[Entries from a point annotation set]
◇ ◇ ◇ ◇ ◇

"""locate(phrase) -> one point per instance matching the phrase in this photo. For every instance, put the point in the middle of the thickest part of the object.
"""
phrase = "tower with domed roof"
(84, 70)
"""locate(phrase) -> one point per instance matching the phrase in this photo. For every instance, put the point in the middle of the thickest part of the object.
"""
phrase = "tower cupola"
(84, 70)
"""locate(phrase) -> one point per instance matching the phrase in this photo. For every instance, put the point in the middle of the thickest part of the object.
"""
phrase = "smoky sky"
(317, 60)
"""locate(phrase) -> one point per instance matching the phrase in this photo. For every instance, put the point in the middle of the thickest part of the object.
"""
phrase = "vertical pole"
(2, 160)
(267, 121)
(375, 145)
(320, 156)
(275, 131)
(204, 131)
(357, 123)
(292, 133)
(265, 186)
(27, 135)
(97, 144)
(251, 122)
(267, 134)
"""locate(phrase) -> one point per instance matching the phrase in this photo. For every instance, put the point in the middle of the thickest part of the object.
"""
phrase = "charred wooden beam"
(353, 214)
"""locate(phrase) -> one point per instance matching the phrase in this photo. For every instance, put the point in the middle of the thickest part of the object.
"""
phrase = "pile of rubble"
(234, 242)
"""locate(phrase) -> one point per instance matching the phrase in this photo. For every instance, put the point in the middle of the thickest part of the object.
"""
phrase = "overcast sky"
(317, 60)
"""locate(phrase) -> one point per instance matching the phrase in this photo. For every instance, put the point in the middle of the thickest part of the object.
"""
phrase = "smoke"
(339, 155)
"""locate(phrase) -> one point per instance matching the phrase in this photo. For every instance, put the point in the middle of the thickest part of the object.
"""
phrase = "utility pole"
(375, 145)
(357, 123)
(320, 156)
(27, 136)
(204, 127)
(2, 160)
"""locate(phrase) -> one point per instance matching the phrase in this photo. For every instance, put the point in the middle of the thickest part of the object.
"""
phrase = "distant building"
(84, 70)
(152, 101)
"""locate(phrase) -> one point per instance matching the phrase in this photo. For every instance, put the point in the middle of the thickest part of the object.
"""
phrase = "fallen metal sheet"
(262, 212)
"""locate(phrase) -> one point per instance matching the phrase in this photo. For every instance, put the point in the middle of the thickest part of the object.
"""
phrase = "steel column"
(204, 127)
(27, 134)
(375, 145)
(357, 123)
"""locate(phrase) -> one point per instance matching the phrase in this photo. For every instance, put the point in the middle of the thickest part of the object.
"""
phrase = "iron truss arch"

◇ ◇ ◇ ◇ ◇

| Problem description |
Please list every line in the records above that contains the word "tower", treating uppercase and lowercase as different.

| Full answer |
phrase = "tower with domed roof"
phrase = "tower cupola"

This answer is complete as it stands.